> _Extracted data_

= = =

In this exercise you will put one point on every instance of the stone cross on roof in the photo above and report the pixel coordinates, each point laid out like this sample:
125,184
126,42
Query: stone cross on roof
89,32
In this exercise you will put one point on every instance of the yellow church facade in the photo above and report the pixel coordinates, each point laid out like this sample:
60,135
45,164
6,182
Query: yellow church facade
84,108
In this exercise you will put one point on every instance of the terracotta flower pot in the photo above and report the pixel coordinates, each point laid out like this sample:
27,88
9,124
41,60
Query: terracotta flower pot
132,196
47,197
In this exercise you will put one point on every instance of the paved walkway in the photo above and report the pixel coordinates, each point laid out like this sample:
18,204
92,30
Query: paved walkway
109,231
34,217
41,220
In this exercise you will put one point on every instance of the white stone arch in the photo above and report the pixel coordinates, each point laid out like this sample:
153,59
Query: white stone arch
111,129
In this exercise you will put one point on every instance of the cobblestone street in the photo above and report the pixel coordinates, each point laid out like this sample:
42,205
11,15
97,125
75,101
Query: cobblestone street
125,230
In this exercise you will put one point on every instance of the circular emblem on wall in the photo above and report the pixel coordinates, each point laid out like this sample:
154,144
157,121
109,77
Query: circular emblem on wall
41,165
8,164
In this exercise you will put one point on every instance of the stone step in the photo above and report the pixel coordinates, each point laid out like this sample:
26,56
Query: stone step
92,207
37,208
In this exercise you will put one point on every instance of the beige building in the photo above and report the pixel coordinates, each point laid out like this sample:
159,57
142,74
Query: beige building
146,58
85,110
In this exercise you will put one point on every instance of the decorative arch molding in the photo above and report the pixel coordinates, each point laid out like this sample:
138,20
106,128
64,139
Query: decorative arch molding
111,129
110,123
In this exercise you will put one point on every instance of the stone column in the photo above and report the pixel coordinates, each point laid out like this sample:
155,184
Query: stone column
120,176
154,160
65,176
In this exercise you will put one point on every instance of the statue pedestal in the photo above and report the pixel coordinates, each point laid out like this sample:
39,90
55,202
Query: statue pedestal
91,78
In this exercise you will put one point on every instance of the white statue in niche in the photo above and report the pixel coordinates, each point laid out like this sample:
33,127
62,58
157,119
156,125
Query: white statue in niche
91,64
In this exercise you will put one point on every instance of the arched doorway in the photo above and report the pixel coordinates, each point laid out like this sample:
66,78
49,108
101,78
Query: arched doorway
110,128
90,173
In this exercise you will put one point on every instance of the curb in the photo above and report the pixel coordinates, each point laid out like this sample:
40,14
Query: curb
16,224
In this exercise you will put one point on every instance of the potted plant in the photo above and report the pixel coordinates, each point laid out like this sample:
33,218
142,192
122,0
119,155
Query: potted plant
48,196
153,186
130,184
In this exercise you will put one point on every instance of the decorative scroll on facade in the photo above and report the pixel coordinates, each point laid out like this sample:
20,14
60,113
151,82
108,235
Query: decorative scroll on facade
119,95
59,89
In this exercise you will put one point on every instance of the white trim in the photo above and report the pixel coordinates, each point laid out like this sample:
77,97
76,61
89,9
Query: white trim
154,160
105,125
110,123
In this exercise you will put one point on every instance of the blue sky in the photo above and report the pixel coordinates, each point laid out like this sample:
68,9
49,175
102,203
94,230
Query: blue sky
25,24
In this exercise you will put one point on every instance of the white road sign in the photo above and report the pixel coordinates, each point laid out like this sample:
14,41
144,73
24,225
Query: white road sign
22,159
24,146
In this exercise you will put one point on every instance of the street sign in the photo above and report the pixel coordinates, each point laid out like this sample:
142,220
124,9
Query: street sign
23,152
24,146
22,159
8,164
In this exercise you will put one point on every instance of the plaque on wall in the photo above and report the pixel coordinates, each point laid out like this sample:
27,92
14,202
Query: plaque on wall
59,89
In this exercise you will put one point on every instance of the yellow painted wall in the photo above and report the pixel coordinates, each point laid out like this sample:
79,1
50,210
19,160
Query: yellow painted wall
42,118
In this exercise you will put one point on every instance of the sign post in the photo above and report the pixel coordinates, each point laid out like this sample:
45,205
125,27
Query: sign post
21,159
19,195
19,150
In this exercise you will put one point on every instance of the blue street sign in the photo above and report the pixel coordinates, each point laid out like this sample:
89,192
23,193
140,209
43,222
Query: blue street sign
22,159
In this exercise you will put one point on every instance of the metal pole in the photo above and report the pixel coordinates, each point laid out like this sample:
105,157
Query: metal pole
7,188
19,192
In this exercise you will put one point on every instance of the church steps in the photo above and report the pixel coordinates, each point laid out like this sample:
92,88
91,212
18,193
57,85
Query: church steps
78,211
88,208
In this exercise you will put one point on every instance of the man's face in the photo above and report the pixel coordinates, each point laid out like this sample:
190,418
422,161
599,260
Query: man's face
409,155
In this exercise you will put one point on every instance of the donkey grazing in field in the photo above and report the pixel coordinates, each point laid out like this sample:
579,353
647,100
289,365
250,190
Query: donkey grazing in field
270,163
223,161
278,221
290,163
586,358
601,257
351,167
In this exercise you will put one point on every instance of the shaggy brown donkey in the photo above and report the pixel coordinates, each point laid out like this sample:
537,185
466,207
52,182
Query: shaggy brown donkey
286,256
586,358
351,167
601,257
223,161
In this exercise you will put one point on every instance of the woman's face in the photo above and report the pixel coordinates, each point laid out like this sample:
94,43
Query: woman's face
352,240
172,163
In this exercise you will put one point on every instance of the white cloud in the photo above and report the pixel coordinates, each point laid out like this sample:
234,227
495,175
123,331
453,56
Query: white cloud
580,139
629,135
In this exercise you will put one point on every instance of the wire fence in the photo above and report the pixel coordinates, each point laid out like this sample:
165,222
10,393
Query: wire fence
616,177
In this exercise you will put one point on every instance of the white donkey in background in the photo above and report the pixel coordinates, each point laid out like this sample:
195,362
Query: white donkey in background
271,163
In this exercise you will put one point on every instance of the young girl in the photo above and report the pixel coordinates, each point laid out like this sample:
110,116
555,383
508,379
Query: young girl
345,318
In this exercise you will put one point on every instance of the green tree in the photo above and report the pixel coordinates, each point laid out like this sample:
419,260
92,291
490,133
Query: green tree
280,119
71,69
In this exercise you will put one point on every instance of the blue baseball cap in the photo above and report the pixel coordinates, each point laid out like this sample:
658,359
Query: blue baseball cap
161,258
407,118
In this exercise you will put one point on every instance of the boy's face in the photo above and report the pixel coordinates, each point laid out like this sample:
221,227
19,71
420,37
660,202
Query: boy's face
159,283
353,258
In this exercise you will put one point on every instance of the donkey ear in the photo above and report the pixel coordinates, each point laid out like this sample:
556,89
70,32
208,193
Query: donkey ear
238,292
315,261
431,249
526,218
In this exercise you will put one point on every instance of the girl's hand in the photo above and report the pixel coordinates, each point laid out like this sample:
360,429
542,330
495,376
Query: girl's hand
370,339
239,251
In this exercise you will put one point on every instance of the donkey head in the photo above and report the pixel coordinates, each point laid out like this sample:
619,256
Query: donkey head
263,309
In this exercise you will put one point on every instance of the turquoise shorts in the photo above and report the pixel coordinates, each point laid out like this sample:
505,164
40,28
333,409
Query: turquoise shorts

= = =

> _Task item_
Would you write down every record again, exactly?

> _Answer for this exercise_
In this exercise you will put one point on every instance of the stone cross on roof in the photo above and report the pixel coordinates, each point laid out like this sample:
125,184
126,42
Query: stone cross on roof
89,32
In this exercise you will put one point on every instance of the yellow church facade in the photo above and report the pixel coordinates, each point laid out like this sample:
60,135
45,164
6,182
Query: yellow church facade
84,108
In this exercise you will put one point on every instance of the terracotta flower pot in the photo above and report the pixel coordinates, each point laid out like this sample:
27,88
9,124
41,60
Query: terracotta flower pot
132,196
47,197
In this exercise you will put one point on every instance of the paved walkway in the photo above and report the pixel coordinates, each point laid out like this sample:
18,204
92,30
Query: paved walkway
109,231
34,217
41,220
In this exercise you will put one point on every instance of the white stone arch in the photo above and report the pixel coordinates, each point laid out like this sample:
153,59
Query: white stone arch
111,129
In this exercise you will put one point on every instance of the cobblestone street in the photo above and report the pixel coordinates, each point laid out like this sample:
42,205
11,15
97,125
75,101
Query: cobblestone street
125,230
In this exercise you will put one point on every instance of the circular emblem on wall in the photo above and report the pixel coordinates, each point laid out like this sample:
154,144
157,121
109,77
Query: circular emblem on wall
41,165
8,164
In this exercise you will put one point on every instance of the stone step in the photo above and report the pixel coordinates, each point laid out like this sample:
26,56
Query: stone step
92,207
37,208
In this exercise you will put one point on every instance of the beige building in the photo above and report the pixel coordinates, each point laid out like this sample:
159,57
142,74
Query: beige building
146,58
85,110
In this exercise you will put one point on every instance of the decorative arch molding in the photo above and report the pixel coordinates, each point laid out like this sample:
138,20
106,128
64,139
Query: decorative arch molding
111,129
110,123
In this exercise you will put one point on every instance of the stone column in the photo above and report the pixel coordinates, each point laid out like this sample:
155,184
Query: stone column
120,176
154,160
65,176
In this exercise you will put one point on every instance of the statue pedestal in the photo above and report the pixel coordinates, each point laid out like this sample:
39,90
55,202
Query: statue pedestal
91,78
In this exercise you will put one point on every instance of the white statue in niche in the photo above and report the pixel coordinates, each point laid out like this sample:
33,127
62,58
157,119
156,125
Query: white statue in niche
91,64
In this exercise you will put one point on every instance of the arched doorway in the photo above and report the pixel coordinates, each point laid out like this sample:
66,78
49,108
101,78
Query: arched doorway
110,128
90,173
In this exercise you will put one point on every instance of the curb in the photo above and report the pixel coordinates, each point laid out like this sample:
40,14
Query: curb
16,224
In this exercise you will put one point on every instance of the potted plant in the photo above and report the pixel coordinates, each point laid out like this sample:
33,218
142,192
122,0
119,155
Query: potted plant
48,196
153,186
130,184
In this exercise you will put one point on every instance of the decorative scroll on facade in the photo above and report the pixel coordinates, each point laid out like this sample:
20,14
60,113
151,82
108,235
Query: decorative scroll on facade
119,95
59,89
In this exercise you will put one point on every instance of the white trim in the photo above and report the pixel coordinates, each point laid out like this sample:
77,97
76,61
89,9
Query: white trim
154,160
105,125
110,123
In this exercise you will put one point on every instance of the blue sky in the photo above and report the pixel coordinates, each point laid out like this sample:
68,9
49,175
102,203
94,230
Query: blue sky
25,24
In this exercise you will put one point on every instance of the white road sign in the photo above and report the pixel coordinates, each point laid out like this sample:
14,41
144,73
24,225
Query: white road sign
22,159
24,146
In this exercise you will put one point on every instance of the street sign in the photo above and report the pixel coordinates, each point laid out like this sample:
142,220
124,9
Query: street sign
23,152
24,146
22,159
8,164
In this exercise you will put one point on every instance of the plaque on wall in the photo above and report the pixel coordinates, each point laid out like this sample:
27,92
14,202
Query: plaque on wall
59,89
In this exercise you will put one point on every instance of the yellow painted wall in the photo above and report the pixel coordinates, each point laid out like this sample:
79,1
50,210
19,160
Query: yellow painted wall
42,118
In this exercise you will put one point on every instance of the sign post in the photo above and report the pixel coordinates, each point laid out like this sample:
45,205
125,27
Query: sign post
21,159
19,195
19,150
In this exercise you will put one point on every instance of the blue street sign in the photo above and report the pixel coordinates, each point laid out like this sample:
89,192
23,193
140,209
43,222
Query: blue street sign
22,159
In this exercise you will put one point on every instance of the metal pole in the photo above and report the pixel coordinates, each point laid out like this sample:
105,157
Query: metal pole
7,188
19,192
In this exercise you will put one point on every instance of the church steps in the photo above and report the pixel coordinates, each point laid out like this sample:
92,88
91,212
18,193
57,85
Query: church steps
78,211
88,208
In this exercise you will put one point on every instance of the man's face in the photo above and report the pixel coordinates, each point laid out like this sample:
190,418
422,161
599,260
Query: man's face
409,155
In this exercise you will put one point on every instance of the donkey grazing in field in the photo above and report the pixel coordinates, each point laid out like this sample:
579,353
647,100
289,365
250,190
Query: donkey grazing in field
270,163
223,161
278,221
290,163
586,358
601,257
351,167
In this exercise you will put one point on every instance of the shaggy brown donkey in the photo above and report the pixel coordinates, each point laid out like this sample:
537,185
466,207
52,182
Query: shaggy brown donkey
286,256
586,358
351,167
601,257
223,161
In this exercise you will put one point on every instance of the woman's face in the photo above and report the pixel coordinates, each point laid out like this sample:
94,43
Query: woman's face
352,240
172,163
In this exercise you will put one point on every instance of the white cloud in the photo above and report the pixel coordinates, each point laid out like this sample:
234,227
495,175
123,331
453,56
Query: white cloud
580,139
629,135
In this exercise you will put one point on every instance of the wire fence in the photo above and report the pixel coordinates, each point laid out like this sample:
165,222
10,393
Query: wire fence
616,177
In this exercise you will put one point on every instance of the white donkey in background in the photo above and report the pixel coordinates, each point laid out like this sample:
195,362
Query: white donkey in background
271,163
In this exercise you will put one point on every instance of the young girl in the photo above and report the pixel coordinates, each point laid out like this sample:
110,116
555,383
508,379
Query: young girl
345,318
In this exercise you will put one point on every instance of the green tree in the photo above and report the pixel coordinates, each point laid out like this sample:
419,260
92,291
490,133
Query: green tree
280,119
71,69
In this exercise you will put one point on every instance of the blue baseball cap in the photo above and report the pixel coordinates, each point laid out like this sample:
658,359
Query: blue baseball cap
161,258
407,118
In this exercise you will put one point on every instance of the boy's face in the photo above and report the pixel coordinates, each point laid out like this sample:
221,227
19,71
420,37
660,202
Query: boy's face
159,283
353,258
In this exercise you will put one point on every instance of the donkey ear in the photo above and report the pixel coordinates, each point laid out like this sample:
556,89
70,32
208,193
Query: donkey ear
238,292
315,261
431,249
526,218
In this exercise you will put one point on every instance of the girl's hand in the photo above and report the pixel coordinates, each point laid out like this sample:
360,429
542,330
495,376
Query: girl's hand
370,339
239,251
In this exercise you will put one point on every instance of the donkey head in the photo above and report the pixel coordinates, each point laid out like this sample:
619,256
Query: donkey head
263,309
In this exercise you will put one point on every instance of the turquoise shorts in the photo above and report the pixel coordinates, each point laid out like this sample:
505,164
40,28
333,409
Query: turquoise shorts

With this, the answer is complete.